### DA FARE
Disponi in un elenco numerato le righe di tutti i record qui sotto, senza le righe vuote. Lascia fuori dalla risposta le immagini.
========================================
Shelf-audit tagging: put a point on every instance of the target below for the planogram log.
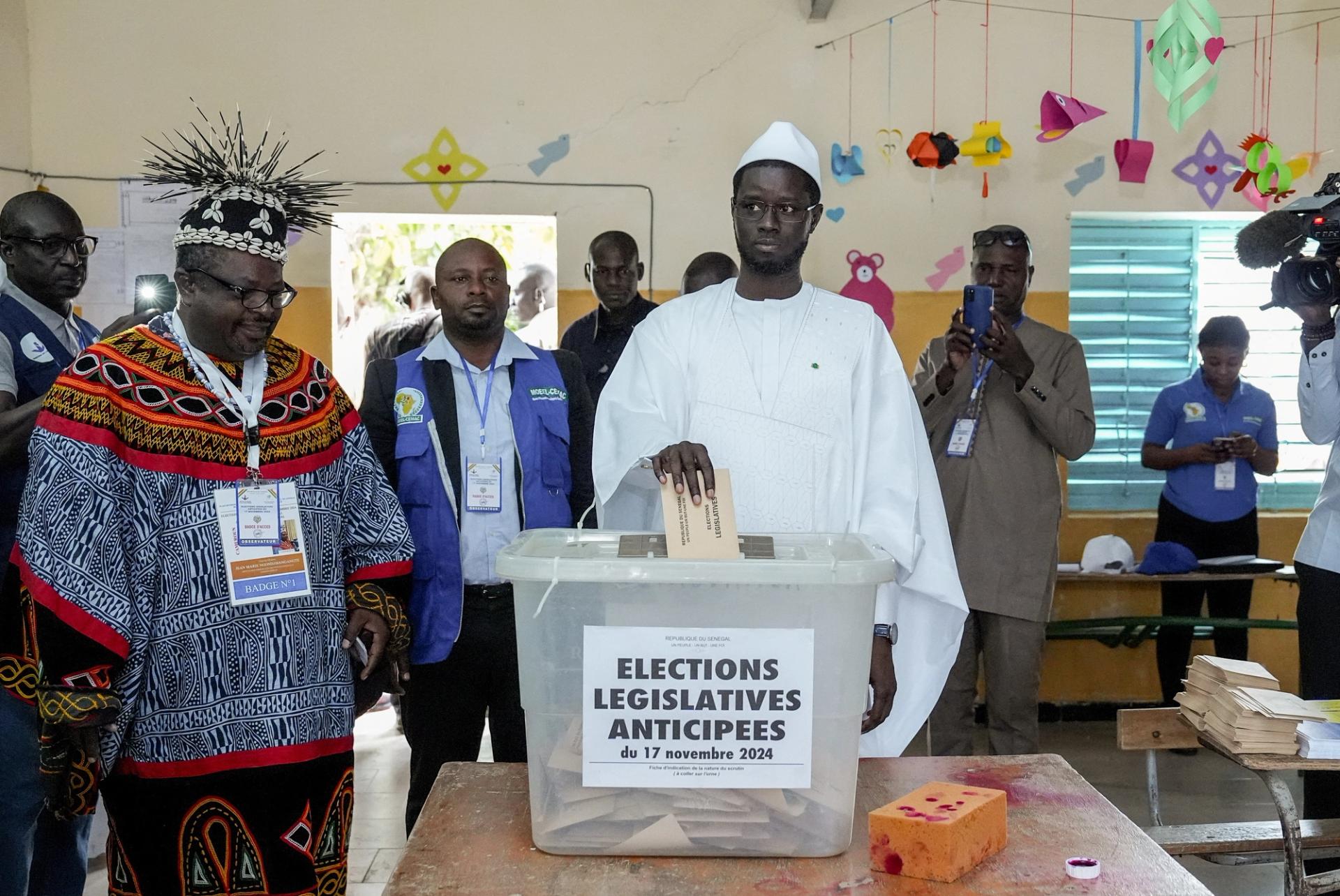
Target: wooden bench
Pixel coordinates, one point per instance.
(1133, 631)
(1288, 840)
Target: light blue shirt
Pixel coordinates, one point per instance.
(483, 533)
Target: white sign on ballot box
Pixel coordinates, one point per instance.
(697, 708)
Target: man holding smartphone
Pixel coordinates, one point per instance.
(999, 408)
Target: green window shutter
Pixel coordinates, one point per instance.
(1131, 308)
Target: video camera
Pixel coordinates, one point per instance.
(1277, 239)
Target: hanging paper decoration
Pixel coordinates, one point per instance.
(846, 165)
(1207, 169)
(1265, 167)
(1086, 174)
(1133, 160)
(1133, 157)
(885, 140)
(1184, 51)
(1062, 114)
(987, 147)
(933, 150)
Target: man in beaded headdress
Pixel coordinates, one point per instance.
(214, 706)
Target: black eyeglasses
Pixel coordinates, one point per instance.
(1005, 236)
(57, 247)
(754, 211)
(253, 298)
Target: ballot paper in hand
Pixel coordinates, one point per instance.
(705, 530)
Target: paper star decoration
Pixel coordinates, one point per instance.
(445, 166)
(1207, 169)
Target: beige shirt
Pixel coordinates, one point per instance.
(1004, 502)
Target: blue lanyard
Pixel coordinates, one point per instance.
(987, 367)
(488, 393)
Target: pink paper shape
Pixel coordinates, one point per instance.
(946, 268)
(1133, 160)
(866, 285)
(1062, 114)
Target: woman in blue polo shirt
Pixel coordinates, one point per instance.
(1212, 433)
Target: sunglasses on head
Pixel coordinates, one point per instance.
(1005, 236)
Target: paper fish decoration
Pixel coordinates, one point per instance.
(886, 142)
(1264, 165)
(550, 153)
(933, 150)
(1087, 173)
(1133, 160)
(987, 147)
(1207, 169)
(1184, 51)
(1062, 114)
(847, 165)
(946, 268)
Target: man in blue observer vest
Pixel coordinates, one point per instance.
(45, 252)
(482, 437)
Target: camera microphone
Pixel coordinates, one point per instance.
(1272, 239)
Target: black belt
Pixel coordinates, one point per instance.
(489, 592)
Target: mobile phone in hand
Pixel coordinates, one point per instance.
(977, 311)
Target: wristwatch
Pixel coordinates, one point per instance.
(888, 631)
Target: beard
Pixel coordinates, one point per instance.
(770, 265)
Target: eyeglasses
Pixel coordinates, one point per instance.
(752, 211)
(57, 247)
(253, 298)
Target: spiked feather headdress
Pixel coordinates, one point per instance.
(246, 201)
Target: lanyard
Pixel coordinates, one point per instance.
(246, 402)
(985, 368)
(488, 393)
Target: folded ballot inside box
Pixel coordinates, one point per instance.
(693, 708)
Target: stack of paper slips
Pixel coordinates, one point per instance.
(1241, 706)
(1319, 740)
(1207, 674)
(1249, 719)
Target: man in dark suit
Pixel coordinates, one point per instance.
(482, 437)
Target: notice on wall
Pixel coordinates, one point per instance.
(697, 708)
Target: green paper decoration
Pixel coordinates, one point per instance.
(1179, 59)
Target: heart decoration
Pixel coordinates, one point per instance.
(886, 142)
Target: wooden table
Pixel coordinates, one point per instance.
(475, 837)
(1270, 768)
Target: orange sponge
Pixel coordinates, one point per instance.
(938, 832)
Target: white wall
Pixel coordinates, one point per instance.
(665, 94)
(15, 112)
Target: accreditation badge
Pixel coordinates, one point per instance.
(258, 514)
(962, 437)
(484, 485)
(263, 572)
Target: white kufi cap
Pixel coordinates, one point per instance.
(783, 142)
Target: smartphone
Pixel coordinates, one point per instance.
(154, 292)
(977, 311)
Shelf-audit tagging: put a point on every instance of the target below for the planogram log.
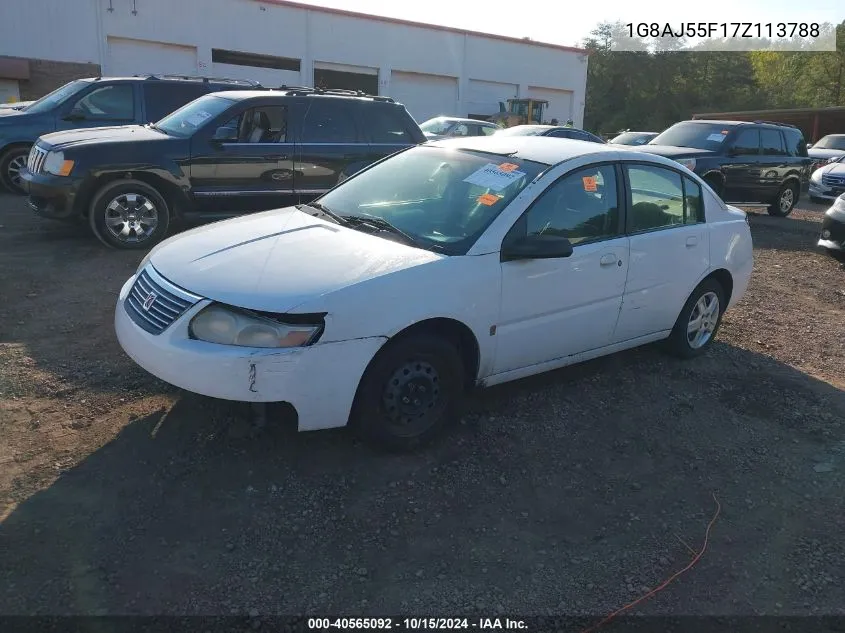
========================================
### RISPOSTA
1. Shelf-audit tagging: put a point on every instance of the target below for the planogram log.
2. Target: wooden bench
3. Pixel coordinates, one point per instance.
4. (1133, 631)
5. (1288, 840)
6. Target: light blue shirt
7. Pixel coordinates, one point per instance.
8. (483, 533)
9. Target: white sign on ballot box
10. Pixel coordinates, one point per instance.
11. (697, 708)
12. Target: man holding smartphone
13. Pixel coordinates, one point per instance.
14. (999, 408)
15. Target: green window shutter
16. Pixel coordinates, one point per instance.
17. (1131, 308)
18. Target: video camera
19. Pixel coordinates, one point per instance.
20. (1277, 239)
21. Target: hanging paper decoration
22. Pixel coordinates, one point per instance.
23. (846, 165)
24. (1207, 169)
25. (1265, 167)
26. (1086, 174)
27. (1133, 160)
28. (1133, 157)
29. (885, 140)
30. (1184, 51)
31. (1062, 114)
32. (987, 147)
33. (933, 150)
34. Target: man in beaded headdress
35. Pixel coordinates, one point per instance.
36. (214, 706)
37. Target: black eyeglasses
38. Pixel coordinates, one point per instance.
39. (1005, 236)
40. (57, 247)
41. (754, 211)
42. (253, 298)
43. Target: ballot paper in hand
44. Pixel coordinates, one point per instance.
45. (705, 530)
46. Target: paper star decoration
47. Pixel coordinates, one point per instance.
48. (445, 166)
49. (1207, 169)
50. Target: beige shirt
51. Pixel coordinates, one point per instance.
52. (1004, 502)
53. Target: blue lanyard
54. Pixel coordinates, one point per instance.
55. (987, 367)
56. (488, 393)
57. Target: pink paper shape
58. Pixel coordinates, one point per instance.
59. (946, 268)
60. (1133, 160)
61. (866, 285)
62. (1062, 114)
63. Target: woman in blue polo shirt
64. Pixel coordinates, one point per instance.
65. (1212, 433)
66. Target: sunglasses on head
67. Pixel coordinates, one point per instance.
68. (1005, 236)
69. Target: paper fish decoration
70. Pixel coordinates, one point per instance.
71. (886, 142)
72. (1264, 165)
73. (550, 153)
74. (933, 150)
75. (1087, 173)
76. (1133, 160)
77. (987, 147)
78. (1207, 169)
79. (1184, 51)
80. (1062, 114)
81. (847, 165)
82. (946, 268)
83. Target: man in blue observer vest
84. Pixel coordinates, one point per instance.
85. (45, 252)
86. (482, 437)
87. Target: camera microphone
88. Pixel coordinates, one point per instance.
89. (1272, 239)
90. Target: black belt
91. Pixel coordinates, one point per instance.
92. (489, 592)
93. Target: mobile phone in hand
94. Pixel coordinates, one point per instance.
95. (977, 311)
96. Target: wristwatch
97. Pixel coordinates, one point per instance.
98. (888, 631)
99. Target: beard
100. Pixel coordinates, one point per instance.
101. (770, 265)
102. Target: eyeglasses
103. Pixel coordinates, one point per instance.
104. (752, 211)
105. (57, 247)
106. (253, 298)
107. Target: spiked feather headdress
108. Pixel coordinates, one point per instance.
109. (246, 201)
110. Target: lanyard
111. Pixel coordinates, one point per instance.
112. (246, 402)
113. (985, 368)
114. (488, 393)
115. Target: folded ballot inside box
116. Pixel coordinates, one point per instance.
117. (693, 708)
118. Target: stack of paper slips
119. Pixel coordinates, one point per instance.
120. (1241, 706)
121. (1319, 740)
122. (1207, 674)
123. (1249, 719)
124. Target: man in dark suit
125. Pixel coordinates, one point per instance.
126. (482, 437)
127. Target: notice on wall
128. Pixel coordinates, one point per instance.
129. (697, 708)
130. Target: green paper decoration
131. Pixel coordinates, one point per instance.
132. (1179, 59)
133. Target: heart decoration
134. Pixel coordinates, one point per instance.
135. (886, 142)
136. Target: wooden table
137. Pixel coordinates, one point per instance.
138. (475, 837)
139. (1270, 768)
140. Target: orange sponge
141. Pixel coordinates, one point per instance.
142. (938, 832)
143. Target: white wall
144. Pixel coordinates, one point per instance.
145. (665, 94)
146. (15, 112)
147. Target: accreditation badge
148. Pixel coordinates, one point per instance.
149. (258, 514)
150. (962, 437)
151. (484, 485)
152. (263, 572)
153. Target: white kufi cap
154. Pixel coordinates, one point per instance.
155. (783, 142)
156. Target: smartphone
157. Pixel coordinates, one point per instance.
158. (154, 292)
159. (977, 311)
160. Shelf-audit tagging: put a point on every instance of the target below for the planogram log.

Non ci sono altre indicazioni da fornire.